Rows from a pointing dataset:
========
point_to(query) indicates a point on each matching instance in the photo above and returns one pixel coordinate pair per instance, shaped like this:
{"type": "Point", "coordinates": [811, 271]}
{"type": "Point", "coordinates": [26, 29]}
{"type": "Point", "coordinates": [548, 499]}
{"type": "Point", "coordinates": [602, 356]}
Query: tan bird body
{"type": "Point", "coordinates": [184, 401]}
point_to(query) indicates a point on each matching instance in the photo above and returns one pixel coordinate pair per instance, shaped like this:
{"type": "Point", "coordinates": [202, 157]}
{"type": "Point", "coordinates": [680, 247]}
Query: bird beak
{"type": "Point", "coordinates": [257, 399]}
========
• WHAT TO PRODUCE:
Reproduce all of the data above line for line, and shift every coordinate in the answers by adding 137 to it. Leave all other numbers unchanged.

• EXERCISE SOLUTION:
point_to(query) indicates a point on each matching instance in the photo above and returns one pixel coordinate pair per instance, shaped like this:
{"type": "Point", "coordinates": [811, 271]}
{"type": "Point", "coordinates": [26, 29]}
{"type": "Point", "coordinates": [548, 499]}
{"type": "Point", "coordinates": [602, 356]}
Query: tan bird body
{"type": "Point", "coordinates": [321, 538]}
point_to(query) indicates a point on each matching instance in the photo above and returns one pixel coordinate pair per instance, shaped like this:
{"type": "Point", "coordinates": [202, 157]}
{"type": "Point", "coordinates": [680, 247]}
Query: bird beak
{"type": "Point", "coordinates": [394, 536]}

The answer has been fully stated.